----- RECORD EXCERPTS -----
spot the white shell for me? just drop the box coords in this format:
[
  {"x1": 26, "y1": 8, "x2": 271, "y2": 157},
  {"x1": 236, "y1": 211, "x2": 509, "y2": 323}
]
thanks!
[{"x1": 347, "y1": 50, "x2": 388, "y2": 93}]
-----
WHAT TO PRODUCE: Retype each line above with no alterations.

EXERCISE ANSWER:
spot the white shell for me? just drop the box coords in this format:
[
  {"x1": 26, "y1": 8, "x2": 271, "y2": 157},
  {"x1": 236, "y1": 211, "x2": 509, "y2": 323}
]
thanks!
[{"x1": 347, "y1": 50, "x2": 388, "y2": 93}]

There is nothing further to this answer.